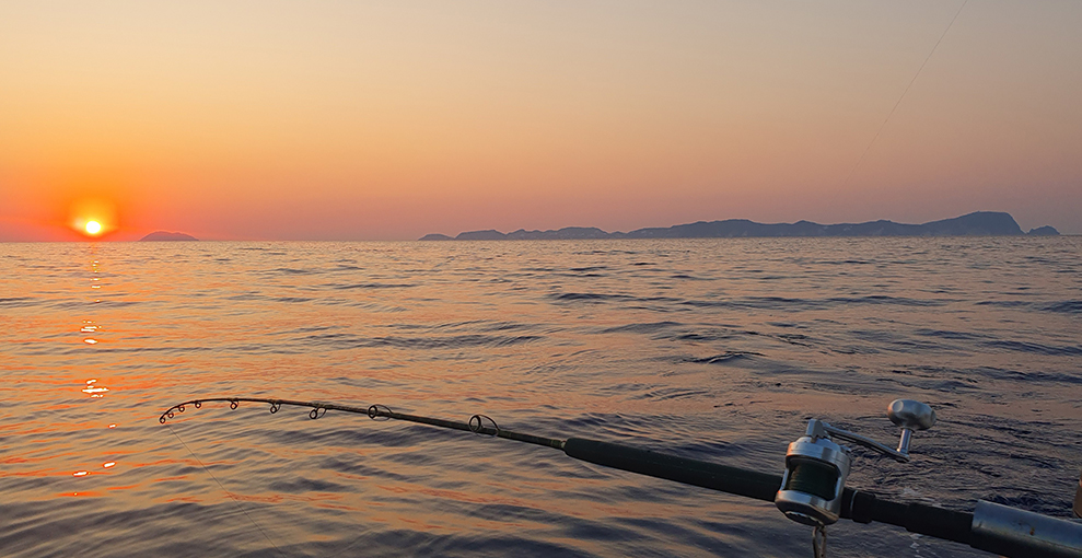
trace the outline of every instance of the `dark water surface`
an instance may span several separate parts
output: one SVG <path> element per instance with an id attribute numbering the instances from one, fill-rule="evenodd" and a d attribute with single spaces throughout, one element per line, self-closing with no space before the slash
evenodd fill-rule
<path id="1" fill-rule="evenodd" d="M 0 244 L 0 555 L 811 556 L 769 503 L 282 397 L 1069 514 L 1082 239 Z M 986 556 L 842 521 L 830 556 Z"/>

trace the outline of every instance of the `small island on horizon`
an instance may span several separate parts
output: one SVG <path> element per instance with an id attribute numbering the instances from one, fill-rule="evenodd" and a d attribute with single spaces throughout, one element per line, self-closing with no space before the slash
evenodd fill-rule
<path id="1" fill-rule="evenodd" d="M 154 231 L 142 239 L 139 242 L 190 242 L 198 241 L 195 236 L 184 233 L 174 233 L 166 231 Z"/>
<path id="2" fill-rule="evenodd" d="M 975 211 L 973 213 L 922 224 L 895 223 L 879 220 L 864 223 L 819 224 L 811 221 L 795 223 L 757 223 L 747 219 L 698 221 L 673 226 L 637 229 L 631 232 L 605 232 L 596 226 L 566 226 L 549 231 L 519 229 L 510 233 L 496 230 L 468 231 L 456 236 L 426 234 L 421 241 L 540 241 L 591 239 L 738 239 L 738 237 L 806 237 L 806 236 L 1058 236 L 1052 226 L 1022 231 L 1010 213 Z"/>

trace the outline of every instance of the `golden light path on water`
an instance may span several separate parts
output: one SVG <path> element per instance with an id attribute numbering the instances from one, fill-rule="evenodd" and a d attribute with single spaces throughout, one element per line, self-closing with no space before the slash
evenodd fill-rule
<path id="1" fill-rule="evenodd" d="M 802 556 L 769 504 L 562 453 L 238 395 L 383 404 L 780 474 L 810 417 L 893 443 L 850 485 L 1069 513 L 1079 240 L 2 245 L 10 556 Z M 839 524 L 831 554 L 982 556 Z M 916 545 L 912 546 L 912 545 Z"/>

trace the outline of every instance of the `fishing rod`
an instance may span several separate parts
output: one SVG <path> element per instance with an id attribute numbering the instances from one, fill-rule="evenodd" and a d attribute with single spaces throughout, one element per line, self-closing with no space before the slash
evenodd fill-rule
<path id="1" fill-rule="evenodd" d="M 711 463 L 629 445 L 585 438 L 555 439 L 514 432 L 499 427 L 486 415 L 473 415 L 466 422 L 395 412 L 384 405 L 354 407 L 319 402 L 263 397 L 209 397 L 176 404 L 159 418 L 161 423 L 184 412 L 188 405 L 201 408 L 210 402 L 270 405 L 270 412 L 281 407 L 307 407 L 309 418 L 317 419 L 328 410 L 367 415 L 373 420 L 403 420 L 439 428 L 486 434 L 517 442 L 561 450 L 569 457 L 595 465 L 638 473 L 686 485 L 773 502 L 786 516 L 813 527 L 813 551 L 826 555 L 825 527 L 839 519 L 856 523 L 886 523 L 911 533 L 969 545 L 979 550 L 1009 558 L 1066 557 L 1082 558 L 1082 524 L 985 500 L 973 512 L 947 510 L 918 502 L 895 502 L 875 493 L 845 486 L 851 465 L 851 450 L 834 438 L 862 445 L 898 462 L 908 462 L 912 433 L 935 423 L 935 411 L 910 399 L 896 399 L 887 416 L 901 428 L 898 447 L 812 419 L 805 435 L 789 444 L 783 475 L 772 475 L 719 463 Z"/>

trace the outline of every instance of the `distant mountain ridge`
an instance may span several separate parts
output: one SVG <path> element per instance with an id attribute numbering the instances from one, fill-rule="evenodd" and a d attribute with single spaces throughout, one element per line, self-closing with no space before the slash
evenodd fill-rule
<path id="1" fill-rule="evenodd" d="M 819 224 L 811 221 L 795 223 L 757 223 L 747 219 L 698 221 L 673 226 L 637 229 L 631 232 L 605 232 L 595 226 L 567 226 L 556 231 L 469 231 L 451 237 L 426 234 L 422 241 L 539 241 L 582 239 L 736 239 L 782 236 L 1021 236 L 1019 223 L 1010 213 L 975 211 L 953 219 L 923 224 L 869 221 L 866 223 Z M 1058 235 L 1051 226 L 1031 229 L 1031 235 Z"/>

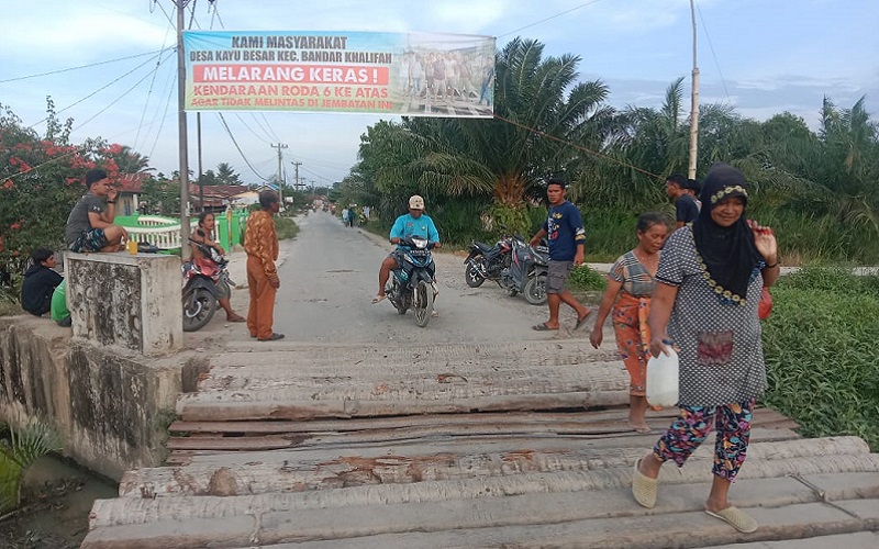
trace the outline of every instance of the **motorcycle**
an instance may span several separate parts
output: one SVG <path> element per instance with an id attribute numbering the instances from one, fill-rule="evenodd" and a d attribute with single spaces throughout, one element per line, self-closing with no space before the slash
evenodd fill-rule
<path id="1" fill-rule="evenodd" d="M 422 328 L 431 322 L 433 314 L 433 277 L 436 269 L 430 250 L 434 244 L 420 236 L 402 238 L 400 245 L 408 247 L 403 249 L 403 265 L 391 271 L 391 280 L 385 288 L 385 294 L 397 312 L 405 314 L 412 309 L 415 324 Z"/>
<path id="2" fill-rule="evenodd" d="M 189 239 L 199 256 L 180 266 L 183 291 L 183 332 L 197 332 L 203 328 L 218 309 L 218 291 L 221 284 L 229 289 L 234 284 L 229 278 L 229 261 L 215 249 L 202 243 Z"/>
<path id="3" fill-rule="evenodd" d="M 467 266 L 464 278 L 470 288 L 479 288 L 486 280 L 493 280 L 501 285 L 501 272 L 510 267 L 513 240 L 522 236 L 502 235 L 494 246 L 474 240 L 470 254 L 464 260 Z"/>
<path id="4" fill-rule="evenodd" d="M 549 248 L 528 246 L 513 240 L 510 267 L 501 272 L 501 285 L 510 295 L 521 293 L 532 305 L 546 303 L 546 278 L 549 272 Z"/>

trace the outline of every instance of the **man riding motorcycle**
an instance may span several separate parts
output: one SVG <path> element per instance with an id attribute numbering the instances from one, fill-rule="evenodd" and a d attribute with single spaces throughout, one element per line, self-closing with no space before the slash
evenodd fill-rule
<path id="1" fill-rule="evenodd" d="M 388 283 L 391 271 L 402 268 L 404 249 L 400 246 L 400 240 L 410 236 L 421 236 L 426 238 L 429 243 L 433 244 L 434 248 L 439 248 L 439 233 L 436 231 L 433 220 L 430 215 L 424 213 L 424 199 L 418 194 L 409 198 L 409 213 L 397 217 L 391 227 L 390 240 L 391 244 L 397 244 L 397 249 L 388 254 L 388 257 L 381 261 L 381 268 L 378 272 L 378 293 L 372 298 L 372 303 L 383 301 L 385 285 Z M 434 273 L 431 273 L 432 276 Z M 433 283 L 434 295 L 436 295 L 436 278 L 434 277 Z M 433 311 L 433 316 L 437 316 L 436 310 Z"/>

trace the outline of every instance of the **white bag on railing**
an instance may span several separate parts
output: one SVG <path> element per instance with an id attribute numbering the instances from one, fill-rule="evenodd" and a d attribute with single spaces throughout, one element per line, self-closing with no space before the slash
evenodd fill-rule
<path id="1" fill-rule="evenodd" d="M 660 352 L 647 360 L 647 402 L 650 406 L 674 407 L 678 404 L 678 354 Z"/>

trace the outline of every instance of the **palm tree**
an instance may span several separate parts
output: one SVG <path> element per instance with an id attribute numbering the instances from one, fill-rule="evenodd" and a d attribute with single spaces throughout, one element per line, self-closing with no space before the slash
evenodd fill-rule
<path id="1" fill-rule="evenodd" d="M 576 82 L 578 56 L 544 59 L 543 49 L 537 41 L 515 38 L 497 55 L 493 120 L 407 119 L 370 135 L 360 157 L 382 159 L 376 186 L 412 181 L 442 194 L 490 195 L 496 210 L 520 212 L 513 217 L 525 223 L 525 199 L 536 183 L 576 158 L 567 143 L 600 144 L 599 121 L 612 113 L 601 107 L 603 83 Z"/>

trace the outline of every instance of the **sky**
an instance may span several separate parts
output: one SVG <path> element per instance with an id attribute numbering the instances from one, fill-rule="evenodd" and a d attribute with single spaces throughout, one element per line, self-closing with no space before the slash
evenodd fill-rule
<path id="1" fill-rule="evenodd" d="M 45 132 L 46 98 L 71 142 L 102 137 L 147 156 L 157 172 L 179 168 L 173 0 L 7 2 L 0 104 Z M 194 3 L 194 8 L 193 8 Z M 696 0 L 700 103 L 743 117 L 785 111 L 817 130 L 824 97 L 849 109 L 866 96 L 879 121 L 878 0 Z M 578 55 L 580 80 L 601 80 L 616 108 L 663 103 L 685 78 L 689 109 L 689 0 L 188 0 L 187 26 L 215 31 L 435 32 L 489 35 L 502 48 L 537 40 L 545 56 Z M 188 113 L 189 167 L 198 170 L 196 114 Z M 374 114 L 201 114 L 202 168 L 227 163 L 247 183 L 292 163 L 309 184 L 342 180 L 357 161 Z M 388 116 L 386 115 L 386 119 Z M 390 120 L 393 120 L 391 116 Z M 399 119 L 398 119 L 399 120 Z M 240 150 L 238 150 L 240 149 Z"/>

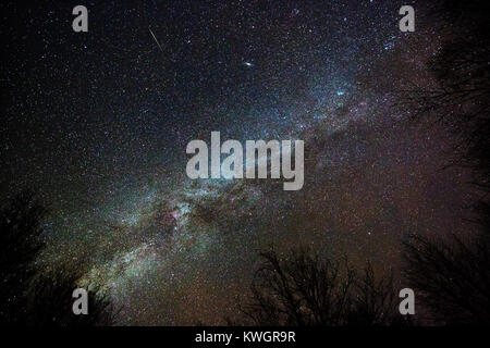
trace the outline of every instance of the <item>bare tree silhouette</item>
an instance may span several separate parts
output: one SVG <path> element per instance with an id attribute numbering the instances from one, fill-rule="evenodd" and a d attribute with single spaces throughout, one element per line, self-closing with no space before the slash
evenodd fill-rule
<path id="1" fill-rule="evenodd" d="M 97 289 L 88 291 L 89 313 L 72 311 L 73 290 L 81 277 L 74 268 L 47 273 L 35 268 L 42 249 L 47 210 L 30 191 L 0 211 L 0 323 L 32 326 L 109 325 L 113 310 Z"/>
<path id="2" fill-rule="evenodd" d="M 402 325 L 393 278 L 376 279 L 370 264 L 357 274 L 348 262 L 310 250 L 282 258 L 261 253 L 252 298 L 241 311 L 256 325 Z"/>
<path id="3" fill-rule="evenodd" d="M 481 194 L 468 235 L 405 241 L 407 278 L 433 319 L 445 324 L 490 323 L 490 42 L 483 8 L 480 0 L 440 2 L 434 18 L 452 26 L 430 62 L 438 86 L 403 91 L 412 115 L 442 122 L 458 137 L 454 164 L 473 169 Z"/>

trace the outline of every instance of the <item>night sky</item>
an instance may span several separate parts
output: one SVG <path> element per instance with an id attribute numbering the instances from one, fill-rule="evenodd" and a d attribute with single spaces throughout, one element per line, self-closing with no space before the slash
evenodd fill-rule
<path id="1" fill-rule="evenodd" d="M 40 266 L 86 270 L 120 323 L 223 323 L 271 246 L 396 271 L 408 233 L 463 228 L 451 135 L 392 108 L 433 84 L 425 2 L 78 2 L 0 4 L 0 188 L 39 192 Z M 185 147 L 211 130 L 303 139 L 304 188 L 188 179 Z"/>

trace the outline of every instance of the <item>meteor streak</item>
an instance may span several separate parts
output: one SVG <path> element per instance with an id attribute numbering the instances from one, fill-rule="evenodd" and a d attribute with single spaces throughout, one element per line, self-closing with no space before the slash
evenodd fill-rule
<path id="1" fill-rule="evenodd" d="M 155 40 L 155 42 L 157 42 L 157 45 L 158 45 L 158 48 L 160 49 L 160 51 L 163 53 L 163 49 L 161 48 L 161 45 L 160 45 L 160 42 L 158 42 L 158 39 L 157 39 L 157 37 L 155 36 L 155 34 L 154 34 L 154 32 L 151 30 L 151 28 L 150 27 L 148 27 L 148 30 L 150 32 L 150 34 L 151 34 L 151 36 L 154 37 L 154 40 Z"/>

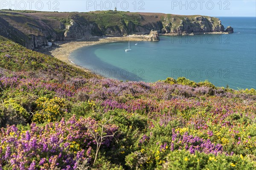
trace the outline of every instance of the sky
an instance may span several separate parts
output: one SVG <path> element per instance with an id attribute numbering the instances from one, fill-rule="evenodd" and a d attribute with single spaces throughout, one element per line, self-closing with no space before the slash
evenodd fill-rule
<path id="1" fill-rule="evenodd" d="M 114 10 L 214 17 L 256 17 L 256 0 L 0 0 L 0 8 L 87 12 Z"/>

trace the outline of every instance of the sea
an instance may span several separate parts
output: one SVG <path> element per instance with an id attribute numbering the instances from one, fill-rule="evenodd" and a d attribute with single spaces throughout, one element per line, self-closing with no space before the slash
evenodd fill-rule
<path id="1" fill-rule="evenodd" d="M 185 77 L 218 87 L 256 89 L 256 17 L 218 17 L 228 34 L 160 36 L 157 42 L 101 43 L 73 51 L 69 60 L 106 77 L 154 82 Z"/>

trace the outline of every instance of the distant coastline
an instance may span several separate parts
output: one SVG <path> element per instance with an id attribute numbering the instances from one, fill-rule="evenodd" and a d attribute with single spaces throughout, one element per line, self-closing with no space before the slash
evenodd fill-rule
<path id="1" fill-rule="evenodd" d="M 38 50 L 39 52 L 51 55 L 56 58 L 75 67 L 86 71 L 90 71 L 87 68 L 76 64 L 69 59 L 70 54 L 74 51 L 82 47 L 94 45 L 97 44 L 114 42 L 127 42 L 133 41 L 143 41 L 148 35 L 131 35 L 125 37 L 92 37 L 90 39 L 79 40 L 75 41 L 60 41 L 55 43 L 55 45 L 49 48 L 42 48 Z"/>

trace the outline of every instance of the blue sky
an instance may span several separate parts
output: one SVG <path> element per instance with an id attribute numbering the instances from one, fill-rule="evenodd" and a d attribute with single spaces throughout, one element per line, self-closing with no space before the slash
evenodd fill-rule
<path id="1" fill-rule="evenodd" d="M 216 17 L 256 16 L 256 0 L 0 0 L 0 8 L 38 11 L 86 12 L 113 10 Z"/>

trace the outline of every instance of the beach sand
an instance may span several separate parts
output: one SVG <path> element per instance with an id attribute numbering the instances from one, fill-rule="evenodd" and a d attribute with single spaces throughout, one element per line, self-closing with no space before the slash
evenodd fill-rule
<path id="1" fill-rule="evenodd" d="M 86 39 L 81 39 L 74 41 L 61 41 L 55 43 L 53 47 L 46 48 L 38 50 L 41 52 L 53 56 L 66 63 L 75 67 L 82 69 L 86 71 L 90 71 L 86 68 L 78 65 L 69 60 L 69 56 L 72 51 L 80 48 L 106 43 L 115 42 L 128 42 L 128 41 L 139 42 L 146 41 L 148 36 L 131 35 L 126 37 L 87 37 Z"/>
#####
Please reproduce the lines starting with the line containing "light path on" and going on through the line containing "802 556 L 769", swapping "golden" for "amber" and leaving everything else unchanged.

Correct answer —
trace the outline of every instance of the `amber light path on water`
an instance may span several separate parts
output: one SVG <path> element per instance with an id attribute numbering the instances from one, fill-rule="evenodd" and a d attribute with single spaces throughout, one element per line, self-closing with no space before the slash
evenodd fill-rule
<path id="1" fill-rule="evenodd" d="M 802 556 L 769 504 L 562 453 L 238 395 L 383 404 L 780 474 L 810 417 L 893 443 L 850 485 L 1069 513 L 1079 240 L 2 245 L 10 556 Z M 839 524 L 831 554 L 982 556 Z M 916 545 L 912 546 L 912 545 Z"/>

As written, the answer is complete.